:: EXERCISE PASSAGE ::

Off the record: lower the drinking age

Home News Off the record: lower the drinking age

After the 26th amendment lowered the voting age to 18 in 1971, 29 states responded by dropping the drinking age to 18, 19, or 20.

When reports of higher rates of teen traffic deaths began to emerge, spooked legislators passed the 1984 National Minimum Drinking Age Act. The act allowed Congress to withhold 10 percent of a state’s federal highway funds if it didn’t up the minimum drinking age to 21.

Voila. Congress successfully bypassed states’ rights and federalism. All states raised their drinking age to 21 by 1988.

Fun fact: before Prohibition, there was no drinking age. A few states had seemingly arbitrary restrictions on purchasing alcohol. Before then, anyone could buy alcohol if they could reach the bar.

But Prohibition changed the way people understand the government’s role between the individual and mind-altering substances. Suddenly, the government had to help people protect themselves and their kids from their own choices.

It’s a noble experiment that failed.

Prohibiting young adults from drinking has created toxic mindsets about alcohol and has simply failed to prevent drinking. 17.5 percent of all consumer spending on alcohol is from underage drinking. That’s $22.8 billion in booze. And 25.9 percent of underage drinkers meet clinical criteria for alcohol abuse or dependence, compared to 9.6 percent of adults.

In order to help young adults develop healthy understandings of alcohol, the drinking age should be lowered to 18.

:::

# [TASKS TO PERFORM]
**1.** Answer these from the drinking-age article:
(a) In what year did the 26th amendment lower the voting age to 18?
(b) What share of a state's federal highway funds could Congress withhold under the 1984 act?
(c) What percent of underage drinkers meet clinical criteria for alcohol abuse or dependence?
**2.** Turn the paragraph of the drinking-age article that begins "Prohibiting young adults from drinking" into a short bulleted list that keeps its main facts.
**3.** Extract the portion of the drinking-age article between "But Prohibition changed" and "experiment that failed.", inclusive.
The extracted records that come next were taken from a separate source.

:: DATA SUPPLIED ::

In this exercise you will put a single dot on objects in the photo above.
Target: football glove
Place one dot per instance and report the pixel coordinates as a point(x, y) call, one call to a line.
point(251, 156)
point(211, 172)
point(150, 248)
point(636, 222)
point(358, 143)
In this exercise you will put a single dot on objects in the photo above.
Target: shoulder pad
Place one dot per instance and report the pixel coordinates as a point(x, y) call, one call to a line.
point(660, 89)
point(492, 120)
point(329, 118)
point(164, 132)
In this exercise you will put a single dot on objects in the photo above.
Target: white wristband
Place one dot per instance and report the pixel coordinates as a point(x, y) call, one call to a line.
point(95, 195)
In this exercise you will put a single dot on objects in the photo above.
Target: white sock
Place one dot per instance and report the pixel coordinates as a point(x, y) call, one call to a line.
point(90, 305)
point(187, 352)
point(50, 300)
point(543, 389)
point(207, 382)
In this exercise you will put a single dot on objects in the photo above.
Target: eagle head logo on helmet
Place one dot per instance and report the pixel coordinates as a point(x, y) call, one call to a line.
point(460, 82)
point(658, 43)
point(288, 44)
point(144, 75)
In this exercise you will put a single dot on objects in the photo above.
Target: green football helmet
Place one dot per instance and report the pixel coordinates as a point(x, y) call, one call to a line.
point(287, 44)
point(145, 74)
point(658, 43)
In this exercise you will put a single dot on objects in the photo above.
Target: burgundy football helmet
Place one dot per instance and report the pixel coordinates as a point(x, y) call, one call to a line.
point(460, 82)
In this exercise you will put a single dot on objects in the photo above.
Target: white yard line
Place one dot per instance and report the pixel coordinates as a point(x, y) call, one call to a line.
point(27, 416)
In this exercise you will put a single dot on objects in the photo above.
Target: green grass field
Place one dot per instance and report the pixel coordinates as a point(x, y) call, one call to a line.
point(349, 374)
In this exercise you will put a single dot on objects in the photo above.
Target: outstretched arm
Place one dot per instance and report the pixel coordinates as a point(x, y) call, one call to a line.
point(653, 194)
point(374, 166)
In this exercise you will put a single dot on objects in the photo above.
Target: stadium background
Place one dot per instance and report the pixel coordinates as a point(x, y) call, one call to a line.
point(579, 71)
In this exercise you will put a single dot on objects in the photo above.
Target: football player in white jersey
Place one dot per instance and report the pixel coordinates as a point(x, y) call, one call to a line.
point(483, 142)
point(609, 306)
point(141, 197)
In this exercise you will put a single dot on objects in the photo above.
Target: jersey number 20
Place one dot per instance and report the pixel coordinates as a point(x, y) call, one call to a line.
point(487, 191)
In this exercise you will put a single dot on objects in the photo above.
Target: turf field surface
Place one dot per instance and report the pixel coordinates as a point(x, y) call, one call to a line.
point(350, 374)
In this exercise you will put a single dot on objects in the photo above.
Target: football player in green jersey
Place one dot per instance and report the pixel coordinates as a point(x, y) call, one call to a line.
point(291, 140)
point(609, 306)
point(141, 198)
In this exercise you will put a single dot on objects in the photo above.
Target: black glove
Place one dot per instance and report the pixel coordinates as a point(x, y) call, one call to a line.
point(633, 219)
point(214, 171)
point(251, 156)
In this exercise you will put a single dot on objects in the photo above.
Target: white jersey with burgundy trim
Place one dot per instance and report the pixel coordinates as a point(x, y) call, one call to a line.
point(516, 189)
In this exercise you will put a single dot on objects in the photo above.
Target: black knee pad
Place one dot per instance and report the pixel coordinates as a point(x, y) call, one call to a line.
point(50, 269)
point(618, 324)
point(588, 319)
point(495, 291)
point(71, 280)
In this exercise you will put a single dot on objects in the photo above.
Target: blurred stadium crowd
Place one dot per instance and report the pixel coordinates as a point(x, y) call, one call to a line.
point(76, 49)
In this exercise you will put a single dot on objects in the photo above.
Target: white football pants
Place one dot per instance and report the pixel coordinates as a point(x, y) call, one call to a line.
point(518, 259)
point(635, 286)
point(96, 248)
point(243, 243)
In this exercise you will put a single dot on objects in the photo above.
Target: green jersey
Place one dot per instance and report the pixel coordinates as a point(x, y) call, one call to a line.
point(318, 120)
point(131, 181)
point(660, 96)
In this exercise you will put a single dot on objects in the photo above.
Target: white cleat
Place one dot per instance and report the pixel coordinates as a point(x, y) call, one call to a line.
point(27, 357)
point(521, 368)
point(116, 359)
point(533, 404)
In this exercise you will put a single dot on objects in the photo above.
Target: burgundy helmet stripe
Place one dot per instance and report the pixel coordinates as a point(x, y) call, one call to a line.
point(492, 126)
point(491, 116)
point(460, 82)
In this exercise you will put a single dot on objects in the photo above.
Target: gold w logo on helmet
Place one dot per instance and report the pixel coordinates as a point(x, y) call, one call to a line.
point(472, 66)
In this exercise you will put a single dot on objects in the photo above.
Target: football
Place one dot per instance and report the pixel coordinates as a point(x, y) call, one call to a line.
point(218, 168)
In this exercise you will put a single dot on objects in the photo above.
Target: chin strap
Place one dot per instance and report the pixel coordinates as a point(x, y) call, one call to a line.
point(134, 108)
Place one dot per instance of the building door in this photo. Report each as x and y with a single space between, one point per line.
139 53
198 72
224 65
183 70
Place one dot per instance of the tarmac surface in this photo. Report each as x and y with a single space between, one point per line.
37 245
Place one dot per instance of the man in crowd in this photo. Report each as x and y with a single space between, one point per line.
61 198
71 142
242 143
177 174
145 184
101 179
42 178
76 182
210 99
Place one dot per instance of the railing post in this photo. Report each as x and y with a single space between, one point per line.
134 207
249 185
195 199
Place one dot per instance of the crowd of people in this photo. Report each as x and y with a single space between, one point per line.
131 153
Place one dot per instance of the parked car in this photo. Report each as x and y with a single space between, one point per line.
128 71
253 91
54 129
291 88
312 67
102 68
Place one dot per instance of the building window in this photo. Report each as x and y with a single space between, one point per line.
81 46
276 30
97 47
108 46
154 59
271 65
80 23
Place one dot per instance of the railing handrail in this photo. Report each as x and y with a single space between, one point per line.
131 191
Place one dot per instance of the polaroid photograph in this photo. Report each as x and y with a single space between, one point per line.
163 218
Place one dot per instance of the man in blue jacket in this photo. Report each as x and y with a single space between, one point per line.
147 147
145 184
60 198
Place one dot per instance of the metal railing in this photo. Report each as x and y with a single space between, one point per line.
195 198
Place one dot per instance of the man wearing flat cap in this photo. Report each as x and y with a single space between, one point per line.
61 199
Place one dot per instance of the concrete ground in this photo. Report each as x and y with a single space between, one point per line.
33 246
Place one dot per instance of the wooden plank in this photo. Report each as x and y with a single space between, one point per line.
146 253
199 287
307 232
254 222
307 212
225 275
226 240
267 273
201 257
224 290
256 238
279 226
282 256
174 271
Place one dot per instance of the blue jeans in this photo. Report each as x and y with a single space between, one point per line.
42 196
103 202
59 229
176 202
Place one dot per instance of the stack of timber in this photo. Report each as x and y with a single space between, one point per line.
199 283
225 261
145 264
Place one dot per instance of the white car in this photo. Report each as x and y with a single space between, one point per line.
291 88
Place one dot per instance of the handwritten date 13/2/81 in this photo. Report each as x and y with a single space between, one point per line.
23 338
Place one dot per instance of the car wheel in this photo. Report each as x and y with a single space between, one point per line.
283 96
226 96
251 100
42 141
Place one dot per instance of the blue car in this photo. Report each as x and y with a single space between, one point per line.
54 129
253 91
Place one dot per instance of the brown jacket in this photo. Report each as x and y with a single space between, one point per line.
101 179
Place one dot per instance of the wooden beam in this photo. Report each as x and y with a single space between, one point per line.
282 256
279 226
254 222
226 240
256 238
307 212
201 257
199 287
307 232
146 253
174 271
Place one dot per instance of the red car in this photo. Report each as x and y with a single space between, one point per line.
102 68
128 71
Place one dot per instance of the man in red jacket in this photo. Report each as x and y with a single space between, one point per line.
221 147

:::

# [OUTPUTS FOR THE TASKS]
**1.**
(a) 1971
(b) 10 percent
(c) 25.9 percent

**2.**
- Barring young adults from drinking has created toxic mindsets about alcohol and has not prevented drinking.
- Underage drinking accounts for 17.5 percent of all consumer spending on alcohol, or $22.8 billion.
- 25.9 percent of underage drinkers meet clinical criteria for alcohol abuse or dependence, compared with 9.6 percent of adults.

**3.**
But Prohibition changed the way people understand the government’s role between the individual and mind-altering substances. Suddenly, the government had to help people protect themselves and their kids from their own choices.

It’s a noble experiment that failed.